Stephanie Coker (born Stephanie Omowunmi Eniafe Coker; 28 November 1988), is a Nigerian on-air personality and a television presenter for MTV Base Africa and EbonyLife TV She also featured as 'Feke' in the popular Nigerian TV series Tinsel. and a popular sitcom program Hustle as "Cindy".

==Early life==
Coker was born in Lagos, but moved to North London, in the UK at the age of 1. She attended St Mary’s Church of England Primary school in North London, a place she described as "a really small school where Christianity was taken very seriously". She later graduated from Brunel University with a degree in Media and Communications.

While at Brunel, she interned at MTV, Channel Four and Media Moguls PR.

==Career==

===London===
In 2010, Stephanie won the MTV Freederm Presenter Competition, which saw her starring in a TV advert.

That same year (2010), she was commissioned by OHTV, (UK) for her documentary work on young Nigerians called Christmas in Lagos.

In 2011, Stephanie trained with Media Trust on their TV diversity programme London 360, a Community Channel (UK), magazine-style news show, offered her a role as a presenter.

===Nigeria===
Stephanie Coker moved back to Nigeria in 2011 and got her first job with MTV Base Africa as an anchor of the countdown show Street Request.

Since then, she has worked on various projects and shows such as Cool FM Midday Oasis Show, MTV Big Friday Show (with Basketmouth), Tinsel on Africa Magic.

In 2013, alongside Bovi and Pearl, she co-hosted the Guinness Colourful World of more concert, an event earlier scheduled to be anchored by Bow Wow.

In 2015, she was featured on the cover page of the Exquisite Magazine's "Love Edition".

In 2016 she became the host for The Voice Nigeria.

In 2021 she hosted the maiden Edition of De9jaspirit Talent Hunt

===Radio===
On 6 December 2013, Baileys Nigeria announced Stephanie Coker and Veronica Ebie-Odeka as the hosts of the newradio show: Baileys Boutique.

== Filmography ==

| Year | Film | Role | Notes |
|---|---|---|---|
| 2025 | Aso Ebi Diaries |  |  |
| 2020 | Fate of Alakada |  |  |
| 2016 | Hustle (TV series) | Cindy |  |
| 2001 | Ice Planet | Exotic Chanteuse |  |

==Awards and nominations==
In 2014, Stephanie Coker was nominated for and later won the Exquisite Lady of the Year (ELOY)'s TV Presenter of the Year.

LISTED RECORDS
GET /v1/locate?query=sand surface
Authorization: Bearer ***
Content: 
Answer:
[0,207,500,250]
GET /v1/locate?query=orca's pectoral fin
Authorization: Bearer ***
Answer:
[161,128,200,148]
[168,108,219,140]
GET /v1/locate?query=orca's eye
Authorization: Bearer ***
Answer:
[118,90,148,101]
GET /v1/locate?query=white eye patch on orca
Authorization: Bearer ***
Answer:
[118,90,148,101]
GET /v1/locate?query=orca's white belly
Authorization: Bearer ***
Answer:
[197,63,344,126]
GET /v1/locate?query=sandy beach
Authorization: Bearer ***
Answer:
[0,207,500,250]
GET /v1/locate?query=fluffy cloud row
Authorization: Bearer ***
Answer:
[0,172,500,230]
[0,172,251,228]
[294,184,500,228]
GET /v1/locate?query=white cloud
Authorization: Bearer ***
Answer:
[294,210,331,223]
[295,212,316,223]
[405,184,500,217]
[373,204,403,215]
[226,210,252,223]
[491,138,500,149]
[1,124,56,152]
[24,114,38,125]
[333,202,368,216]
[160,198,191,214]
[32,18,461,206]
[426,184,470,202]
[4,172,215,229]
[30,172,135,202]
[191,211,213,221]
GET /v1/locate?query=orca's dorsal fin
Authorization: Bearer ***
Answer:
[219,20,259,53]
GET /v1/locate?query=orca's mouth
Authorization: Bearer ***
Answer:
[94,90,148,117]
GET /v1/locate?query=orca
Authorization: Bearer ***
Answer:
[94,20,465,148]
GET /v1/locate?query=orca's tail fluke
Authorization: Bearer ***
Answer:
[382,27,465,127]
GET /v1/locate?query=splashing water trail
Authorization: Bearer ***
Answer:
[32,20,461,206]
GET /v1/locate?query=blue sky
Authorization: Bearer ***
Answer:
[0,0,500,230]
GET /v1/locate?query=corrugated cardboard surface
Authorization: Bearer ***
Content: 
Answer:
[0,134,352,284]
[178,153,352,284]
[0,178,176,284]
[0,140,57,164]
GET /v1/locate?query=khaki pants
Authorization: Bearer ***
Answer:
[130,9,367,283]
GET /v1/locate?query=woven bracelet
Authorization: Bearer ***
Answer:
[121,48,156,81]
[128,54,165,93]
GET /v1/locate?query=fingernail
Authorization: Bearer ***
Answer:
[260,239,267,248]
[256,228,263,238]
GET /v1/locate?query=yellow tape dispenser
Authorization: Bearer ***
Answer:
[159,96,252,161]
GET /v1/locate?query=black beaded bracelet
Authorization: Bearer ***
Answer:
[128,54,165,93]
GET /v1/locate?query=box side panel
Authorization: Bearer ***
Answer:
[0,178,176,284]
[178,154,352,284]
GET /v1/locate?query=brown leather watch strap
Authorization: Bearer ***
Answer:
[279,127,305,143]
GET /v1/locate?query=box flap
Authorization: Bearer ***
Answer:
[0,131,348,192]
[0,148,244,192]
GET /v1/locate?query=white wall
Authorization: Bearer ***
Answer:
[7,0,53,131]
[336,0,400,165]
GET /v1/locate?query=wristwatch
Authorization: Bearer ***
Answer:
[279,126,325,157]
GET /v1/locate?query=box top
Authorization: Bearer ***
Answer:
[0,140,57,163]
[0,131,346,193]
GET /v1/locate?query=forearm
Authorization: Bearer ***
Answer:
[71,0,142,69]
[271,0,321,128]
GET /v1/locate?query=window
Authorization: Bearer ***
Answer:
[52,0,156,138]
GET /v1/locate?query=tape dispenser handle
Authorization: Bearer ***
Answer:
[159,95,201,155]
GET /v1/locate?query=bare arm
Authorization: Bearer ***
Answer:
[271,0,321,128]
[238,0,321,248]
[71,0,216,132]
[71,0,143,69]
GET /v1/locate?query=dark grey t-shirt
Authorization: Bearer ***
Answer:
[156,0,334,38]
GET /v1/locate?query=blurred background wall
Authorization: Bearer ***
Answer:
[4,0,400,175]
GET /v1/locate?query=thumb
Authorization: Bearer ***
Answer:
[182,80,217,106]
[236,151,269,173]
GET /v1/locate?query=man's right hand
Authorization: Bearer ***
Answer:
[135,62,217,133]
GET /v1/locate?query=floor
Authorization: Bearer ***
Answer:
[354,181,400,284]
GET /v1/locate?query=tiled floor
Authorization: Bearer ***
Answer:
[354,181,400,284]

THINGS TO DO
1: Do these statements agree with the Stephanie Coker biography? Answer yes or no for each, and quote the deciding words from the biography. (a) Coker moved to North London at the age of one. (b) Coker graduated from Brunel University with a degree in law. (c) Coker's first job after moving back to Nigeria was with MTV Base Africa.
2: According to the Stephanie Coker biography, which show did she begin hosting in 2016?

RESULTS BY TASK
1:
(a) Yes: "moved to North London, in the UK at the age of 1"
(b) No: "She later graduated from Brunel University with a degree in Media and Communications."
(c) Yes: "got her first job with MTV Base Africa as an anchor of the countdown show Street Request"

2: The Voice Nigeria.